Given exercise:
Turn the lines from the one containing "the black keyboard" through the end of the items, inclusive, into a Markdown table with columns "Number" and "Content", one row per line and blank lines omitted.

Source material:
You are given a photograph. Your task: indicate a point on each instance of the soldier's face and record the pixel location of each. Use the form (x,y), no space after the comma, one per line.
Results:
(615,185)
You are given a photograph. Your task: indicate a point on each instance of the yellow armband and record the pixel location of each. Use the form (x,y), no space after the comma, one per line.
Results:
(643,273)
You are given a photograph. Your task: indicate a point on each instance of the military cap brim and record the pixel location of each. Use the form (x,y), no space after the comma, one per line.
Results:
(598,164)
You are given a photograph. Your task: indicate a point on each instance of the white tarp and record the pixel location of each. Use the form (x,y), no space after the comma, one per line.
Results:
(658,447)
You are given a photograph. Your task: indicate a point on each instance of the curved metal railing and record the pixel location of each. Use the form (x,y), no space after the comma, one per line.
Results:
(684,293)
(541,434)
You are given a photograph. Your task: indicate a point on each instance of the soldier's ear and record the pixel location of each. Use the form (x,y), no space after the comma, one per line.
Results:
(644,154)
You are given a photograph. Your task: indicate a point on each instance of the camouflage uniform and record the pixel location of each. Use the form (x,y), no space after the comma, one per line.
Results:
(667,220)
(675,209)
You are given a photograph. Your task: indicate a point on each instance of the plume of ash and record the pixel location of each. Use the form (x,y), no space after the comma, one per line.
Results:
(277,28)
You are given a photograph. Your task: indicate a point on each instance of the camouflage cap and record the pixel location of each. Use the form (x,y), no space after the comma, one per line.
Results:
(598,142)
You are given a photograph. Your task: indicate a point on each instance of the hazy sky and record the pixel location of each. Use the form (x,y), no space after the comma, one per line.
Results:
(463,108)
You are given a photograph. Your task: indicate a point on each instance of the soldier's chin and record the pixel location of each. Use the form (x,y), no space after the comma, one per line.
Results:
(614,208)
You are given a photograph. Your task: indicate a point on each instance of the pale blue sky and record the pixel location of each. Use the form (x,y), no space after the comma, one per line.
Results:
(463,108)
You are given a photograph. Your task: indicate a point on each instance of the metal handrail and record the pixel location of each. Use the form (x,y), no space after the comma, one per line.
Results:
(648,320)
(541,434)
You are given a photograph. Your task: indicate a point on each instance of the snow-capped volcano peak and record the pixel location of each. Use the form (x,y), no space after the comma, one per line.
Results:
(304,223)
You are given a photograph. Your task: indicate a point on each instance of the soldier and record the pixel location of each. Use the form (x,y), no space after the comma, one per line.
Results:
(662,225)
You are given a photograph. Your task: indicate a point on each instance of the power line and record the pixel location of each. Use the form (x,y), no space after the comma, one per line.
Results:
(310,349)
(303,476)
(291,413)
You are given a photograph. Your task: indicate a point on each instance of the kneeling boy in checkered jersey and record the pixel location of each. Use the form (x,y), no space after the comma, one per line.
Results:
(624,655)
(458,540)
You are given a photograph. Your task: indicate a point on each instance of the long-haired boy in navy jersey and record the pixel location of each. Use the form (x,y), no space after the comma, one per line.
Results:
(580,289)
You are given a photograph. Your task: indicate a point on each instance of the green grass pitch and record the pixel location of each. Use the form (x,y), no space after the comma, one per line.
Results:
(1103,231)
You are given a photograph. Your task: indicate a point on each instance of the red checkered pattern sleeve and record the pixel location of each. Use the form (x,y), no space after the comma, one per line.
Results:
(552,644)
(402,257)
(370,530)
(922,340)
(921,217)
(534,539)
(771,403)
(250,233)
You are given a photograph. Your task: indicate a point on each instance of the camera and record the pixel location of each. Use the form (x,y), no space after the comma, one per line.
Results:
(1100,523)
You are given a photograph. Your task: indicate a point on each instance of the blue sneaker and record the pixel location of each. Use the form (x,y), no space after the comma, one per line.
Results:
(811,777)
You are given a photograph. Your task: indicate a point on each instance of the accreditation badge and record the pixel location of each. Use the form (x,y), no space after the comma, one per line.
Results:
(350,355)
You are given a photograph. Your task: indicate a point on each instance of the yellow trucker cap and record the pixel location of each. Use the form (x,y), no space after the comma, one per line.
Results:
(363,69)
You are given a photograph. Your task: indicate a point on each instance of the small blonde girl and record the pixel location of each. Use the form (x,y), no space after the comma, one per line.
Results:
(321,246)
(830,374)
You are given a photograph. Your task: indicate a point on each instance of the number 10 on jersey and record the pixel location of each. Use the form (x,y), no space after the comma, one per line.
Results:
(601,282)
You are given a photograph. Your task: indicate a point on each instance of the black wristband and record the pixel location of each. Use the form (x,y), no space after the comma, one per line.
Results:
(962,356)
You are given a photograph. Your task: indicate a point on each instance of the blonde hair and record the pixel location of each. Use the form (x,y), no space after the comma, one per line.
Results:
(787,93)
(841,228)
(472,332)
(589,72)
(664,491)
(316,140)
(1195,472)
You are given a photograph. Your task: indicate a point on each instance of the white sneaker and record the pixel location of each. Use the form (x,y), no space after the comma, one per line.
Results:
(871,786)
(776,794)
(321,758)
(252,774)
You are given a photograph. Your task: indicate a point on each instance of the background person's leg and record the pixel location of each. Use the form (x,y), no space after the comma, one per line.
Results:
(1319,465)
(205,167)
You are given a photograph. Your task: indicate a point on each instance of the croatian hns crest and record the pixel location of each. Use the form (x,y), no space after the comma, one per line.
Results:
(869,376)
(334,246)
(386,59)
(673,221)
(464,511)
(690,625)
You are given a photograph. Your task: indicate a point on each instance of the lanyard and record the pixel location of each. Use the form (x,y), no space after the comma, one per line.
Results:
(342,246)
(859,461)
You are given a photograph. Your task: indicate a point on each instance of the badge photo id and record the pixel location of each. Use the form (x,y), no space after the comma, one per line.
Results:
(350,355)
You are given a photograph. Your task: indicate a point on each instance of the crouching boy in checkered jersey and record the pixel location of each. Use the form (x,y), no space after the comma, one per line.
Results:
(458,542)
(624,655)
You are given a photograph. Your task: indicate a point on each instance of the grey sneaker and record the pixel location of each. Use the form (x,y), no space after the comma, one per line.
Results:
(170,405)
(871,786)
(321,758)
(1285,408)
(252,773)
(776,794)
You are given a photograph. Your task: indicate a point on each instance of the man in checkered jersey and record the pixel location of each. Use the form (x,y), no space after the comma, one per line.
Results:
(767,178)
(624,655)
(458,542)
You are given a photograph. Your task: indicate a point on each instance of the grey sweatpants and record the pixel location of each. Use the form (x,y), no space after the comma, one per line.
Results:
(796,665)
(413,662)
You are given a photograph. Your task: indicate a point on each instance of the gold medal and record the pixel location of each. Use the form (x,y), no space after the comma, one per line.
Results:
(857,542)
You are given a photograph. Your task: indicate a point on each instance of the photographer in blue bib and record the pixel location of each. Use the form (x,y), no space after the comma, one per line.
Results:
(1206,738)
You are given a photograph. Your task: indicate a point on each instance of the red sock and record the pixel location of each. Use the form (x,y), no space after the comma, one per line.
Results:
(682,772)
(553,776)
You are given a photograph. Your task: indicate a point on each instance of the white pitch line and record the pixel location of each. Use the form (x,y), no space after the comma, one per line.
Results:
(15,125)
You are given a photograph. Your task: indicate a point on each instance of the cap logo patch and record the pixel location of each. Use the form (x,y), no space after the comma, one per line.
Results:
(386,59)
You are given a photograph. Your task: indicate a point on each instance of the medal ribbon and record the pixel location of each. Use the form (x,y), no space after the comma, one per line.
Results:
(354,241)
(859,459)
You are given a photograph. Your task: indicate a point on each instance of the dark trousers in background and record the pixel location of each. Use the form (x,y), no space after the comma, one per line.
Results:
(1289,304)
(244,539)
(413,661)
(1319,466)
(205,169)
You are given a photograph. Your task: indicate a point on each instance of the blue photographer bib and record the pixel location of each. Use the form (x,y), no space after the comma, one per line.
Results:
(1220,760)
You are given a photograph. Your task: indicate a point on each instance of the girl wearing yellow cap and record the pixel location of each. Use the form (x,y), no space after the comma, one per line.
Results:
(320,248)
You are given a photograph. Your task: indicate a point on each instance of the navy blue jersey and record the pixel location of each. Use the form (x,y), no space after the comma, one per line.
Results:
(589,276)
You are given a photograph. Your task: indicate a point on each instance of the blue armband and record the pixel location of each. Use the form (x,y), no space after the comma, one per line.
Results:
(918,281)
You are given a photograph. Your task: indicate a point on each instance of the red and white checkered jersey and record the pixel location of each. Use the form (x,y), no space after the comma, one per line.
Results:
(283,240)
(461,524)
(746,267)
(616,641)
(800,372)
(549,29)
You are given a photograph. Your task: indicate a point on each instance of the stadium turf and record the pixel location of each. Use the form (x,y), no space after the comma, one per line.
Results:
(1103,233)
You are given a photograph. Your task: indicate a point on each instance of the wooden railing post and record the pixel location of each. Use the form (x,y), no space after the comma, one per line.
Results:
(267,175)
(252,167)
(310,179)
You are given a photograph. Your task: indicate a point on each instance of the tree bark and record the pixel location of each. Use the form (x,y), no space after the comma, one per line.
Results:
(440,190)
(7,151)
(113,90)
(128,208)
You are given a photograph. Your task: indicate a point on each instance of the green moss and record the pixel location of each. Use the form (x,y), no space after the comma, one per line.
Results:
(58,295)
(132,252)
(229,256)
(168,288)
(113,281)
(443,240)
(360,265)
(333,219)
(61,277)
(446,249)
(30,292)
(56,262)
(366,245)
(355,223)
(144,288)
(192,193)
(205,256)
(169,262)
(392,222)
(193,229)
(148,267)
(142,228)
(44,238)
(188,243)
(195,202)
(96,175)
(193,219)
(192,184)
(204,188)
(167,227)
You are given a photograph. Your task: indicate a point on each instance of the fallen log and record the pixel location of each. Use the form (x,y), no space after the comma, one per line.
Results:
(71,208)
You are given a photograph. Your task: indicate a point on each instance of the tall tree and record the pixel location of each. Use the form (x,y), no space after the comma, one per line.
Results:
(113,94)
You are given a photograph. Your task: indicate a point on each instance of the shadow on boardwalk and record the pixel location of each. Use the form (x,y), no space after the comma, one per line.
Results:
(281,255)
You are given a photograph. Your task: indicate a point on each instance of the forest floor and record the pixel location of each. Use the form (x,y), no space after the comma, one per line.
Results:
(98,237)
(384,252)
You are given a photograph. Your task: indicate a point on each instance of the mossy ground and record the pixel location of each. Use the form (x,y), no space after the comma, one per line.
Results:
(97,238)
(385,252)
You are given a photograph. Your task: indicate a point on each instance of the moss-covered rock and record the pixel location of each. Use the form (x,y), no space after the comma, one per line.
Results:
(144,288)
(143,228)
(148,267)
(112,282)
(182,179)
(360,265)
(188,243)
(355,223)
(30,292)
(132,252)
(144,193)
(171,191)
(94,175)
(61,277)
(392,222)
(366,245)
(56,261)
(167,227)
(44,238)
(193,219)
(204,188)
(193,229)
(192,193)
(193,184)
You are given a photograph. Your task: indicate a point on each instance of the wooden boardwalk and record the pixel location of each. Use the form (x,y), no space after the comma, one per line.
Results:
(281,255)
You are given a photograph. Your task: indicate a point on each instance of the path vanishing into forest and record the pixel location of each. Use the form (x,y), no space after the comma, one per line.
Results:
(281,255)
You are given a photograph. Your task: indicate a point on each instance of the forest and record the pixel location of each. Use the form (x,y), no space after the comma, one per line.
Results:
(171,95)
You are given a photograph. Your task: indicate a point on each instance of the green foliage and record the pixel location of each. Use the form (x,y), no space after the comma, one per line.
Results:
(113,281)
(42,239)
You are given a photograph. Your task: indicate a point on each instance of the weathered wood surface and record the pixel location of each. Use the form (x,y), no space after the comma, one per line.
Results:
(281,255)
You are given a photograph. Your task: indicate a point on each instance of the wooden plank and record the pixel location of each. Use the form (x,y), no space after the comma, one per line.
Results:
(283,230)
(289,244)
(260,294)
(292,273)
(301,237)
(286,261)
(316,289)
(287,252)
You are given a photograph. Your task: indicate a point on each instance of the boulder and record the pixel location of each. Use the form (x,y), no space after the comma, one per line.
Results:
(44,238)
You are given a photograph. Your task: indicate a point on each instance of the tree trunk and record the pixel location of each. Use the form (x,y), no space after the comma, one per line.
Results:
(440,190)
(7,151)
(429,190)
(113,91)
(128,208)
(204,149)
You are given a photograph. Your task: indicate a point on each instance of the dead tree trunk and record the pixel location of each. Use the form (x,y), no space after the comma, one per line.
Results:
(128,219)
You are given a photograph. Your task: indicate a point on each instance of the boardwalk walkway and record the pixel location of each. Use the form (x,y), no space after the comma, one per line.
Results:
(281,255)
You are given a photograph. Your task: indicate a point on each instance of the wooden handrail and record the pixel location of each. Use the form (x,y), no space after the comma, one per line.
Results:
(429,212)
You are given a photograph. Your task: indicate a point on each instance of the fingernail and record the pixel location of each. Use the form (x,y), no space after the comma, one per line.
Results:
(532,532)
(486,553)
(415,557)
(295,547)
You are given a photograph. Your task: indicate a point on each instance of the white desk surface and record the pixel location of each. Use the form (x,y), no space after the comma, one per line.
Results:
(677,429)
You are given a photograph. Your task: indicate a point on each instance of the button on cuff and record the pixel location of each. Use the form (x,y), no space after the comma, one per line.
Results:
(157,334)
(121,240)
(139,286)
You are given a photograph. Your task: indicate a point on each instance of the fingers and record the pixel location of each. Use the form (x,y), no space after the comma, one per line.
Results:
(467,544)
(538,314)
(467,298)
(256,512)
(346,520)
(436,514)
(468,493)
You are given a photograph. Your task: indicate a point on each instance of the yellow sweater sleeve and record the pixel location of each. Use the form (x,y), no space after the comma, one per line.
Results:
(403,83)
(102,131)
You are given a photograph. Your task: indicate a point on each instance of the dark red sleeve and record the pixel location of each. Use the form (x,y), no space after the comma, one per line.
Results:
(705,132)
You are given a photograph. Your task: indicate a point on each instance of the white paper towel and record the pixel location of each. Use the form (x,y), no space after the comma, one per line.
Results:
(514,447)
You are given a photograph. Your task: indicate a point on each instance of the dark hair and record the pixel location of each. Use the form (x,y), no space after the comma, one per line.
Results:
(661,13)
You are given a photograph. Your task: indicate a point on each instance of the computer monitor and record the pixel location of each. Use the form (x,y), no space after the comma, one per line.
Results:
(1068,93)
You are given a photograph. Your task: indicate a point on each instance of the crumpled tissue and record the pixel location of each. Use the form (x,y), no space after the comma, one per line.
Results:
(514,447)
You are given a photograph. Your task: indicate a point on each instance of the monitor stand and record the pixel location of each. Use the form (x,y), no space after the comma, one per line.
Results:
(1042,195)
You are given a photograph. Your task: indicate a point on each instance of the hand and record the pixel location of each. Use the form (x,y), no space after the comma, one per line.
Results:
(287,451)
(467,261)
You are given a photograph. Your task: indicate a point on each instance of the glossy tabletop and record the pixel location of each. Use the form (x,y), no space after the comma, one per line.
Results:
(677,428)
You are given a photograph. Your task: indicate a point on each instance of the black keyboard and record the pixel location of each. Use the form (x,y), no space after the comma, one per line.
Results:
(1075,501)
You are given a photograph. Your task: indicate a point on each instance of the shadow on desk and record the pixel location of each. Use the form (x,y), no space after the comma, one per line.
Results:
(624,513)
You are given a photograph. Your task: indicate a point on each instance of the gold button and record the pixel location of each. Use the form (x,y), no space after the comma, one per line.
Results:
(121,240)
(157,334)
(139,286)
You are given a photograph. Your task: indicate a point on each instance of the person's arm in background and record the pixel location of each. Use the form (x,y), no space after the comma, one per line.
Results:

Response:
| Number | Content |
|---|---|
| 1 | You are given a photograph. Your task: indicate a point on each instance of the black keyboard and record the pixel location of each. Use the form (x,y), no space after the comma, one per line. |
| 2 | Results: |
| 3 | (1075,501) |
| 4 | You are given a photograph. Your task: indicate a point on each instance of the shadow on desk and record the pixel location of each. Use the form (x,y), no space after the comma, one per line. |
| 5 | Results: |
| 6 | (624,513) |
| 7 | You are given a photograph. Your task: indicate a point on each instance of the gold button and record the pixel location of each. Use the form (x,y), no space after the comma, one per line. |
| 8 | Results: |
| 9 | (121,240) |
| 10 | (157,334) |
| 11 | (139,286) |
| 12 | You are given a photograph. Your task: indicate a point on each instance of the person's arm in background and record the pixel location of each. Use the form (x,y), no space after the comma, one per line. |
| 13 | Results: |